*Exercise aim*.
Give the listing below as a two-column CSV with the columns "prompt" and "polygon", one row per entry and all entries included, putting each field in double quotes and replacing any line breaks with spaces. Leave out the pictures.

*Data for this exercise*.
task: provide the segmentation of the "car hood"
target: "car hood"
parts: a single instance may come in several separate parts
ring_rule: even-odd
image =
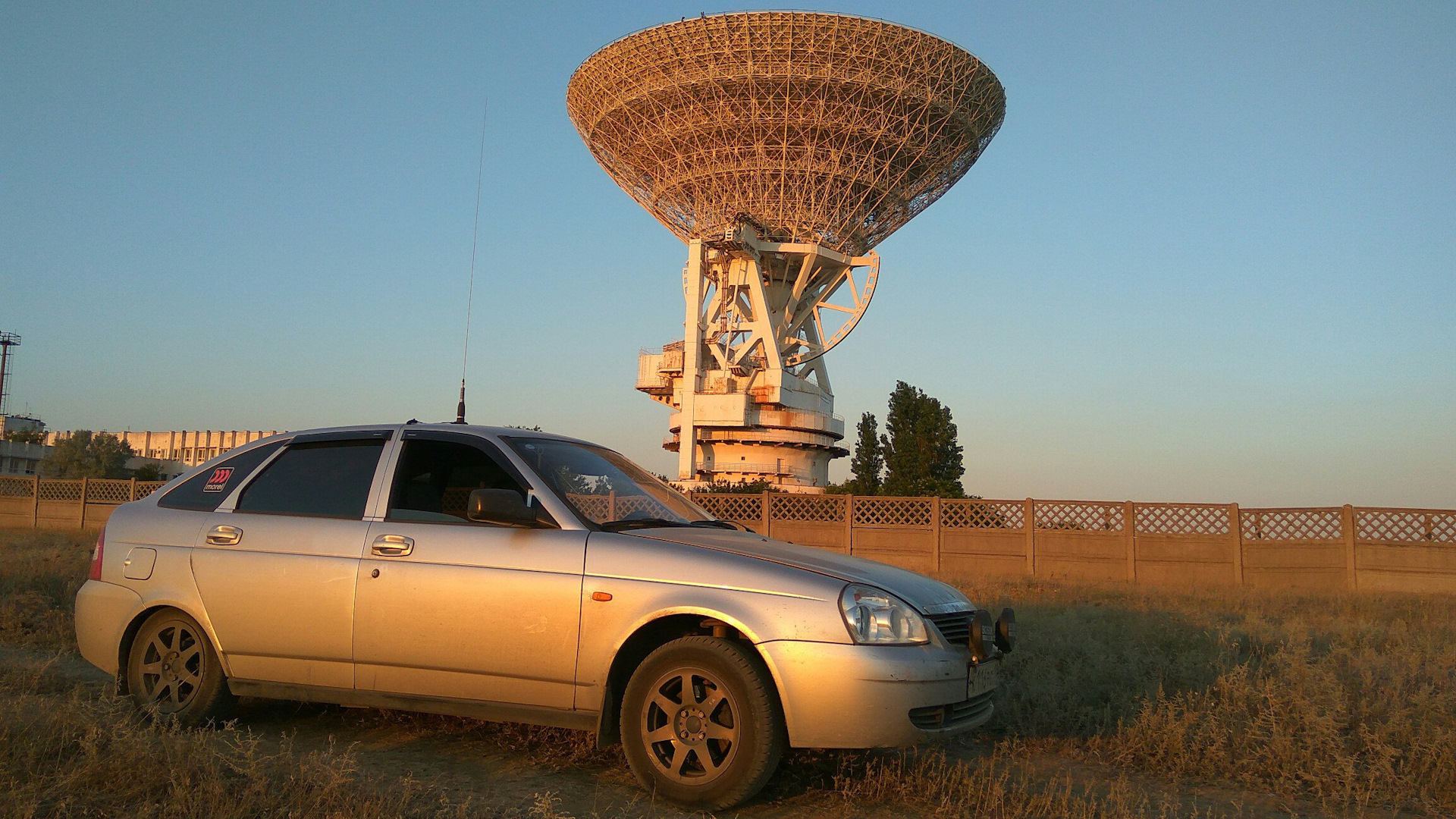
[[[843,555],[812,546],[799,546],[783,541],[773,541],[753,532],[732,532],[727,529],[697,529],[687,526],[673,526],[661,529],[633,529],[625,532],[641,538],[667,541],[671,544],[686,544],[703,546],[722,552],[753,557],[814,571],[843,580],[846,583],[865,583],[877,586],[895,595],[923,614],[945,614],[976,608],[965,595],[939,580],[930,580],[923,574],[885,565],[872,560]]]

*Full solution*.
prompt,polygon
"task: provide the segmentation of the ""car hood"" target: ""car hood"" parts: a single instance may come in several separate parts ring_rule: even-odd image =","[[[843,555],[812,546],[799,546],[783,541],[773,541],[753,532],[732,532],[727,529],[697,529],[687,526],[673,526],[661,529],[633,529],[625,532],[641,538],[667,541],[671,544],[686,544],[703,546],[722,552],[753,557],[814,571],[843,580],[846,583],[865,583],[877,586],[895,595],[923,614],[945,614],[976,608],[965,595],[939,580],[930,580],[923,574],[885,565],[872,560]]]"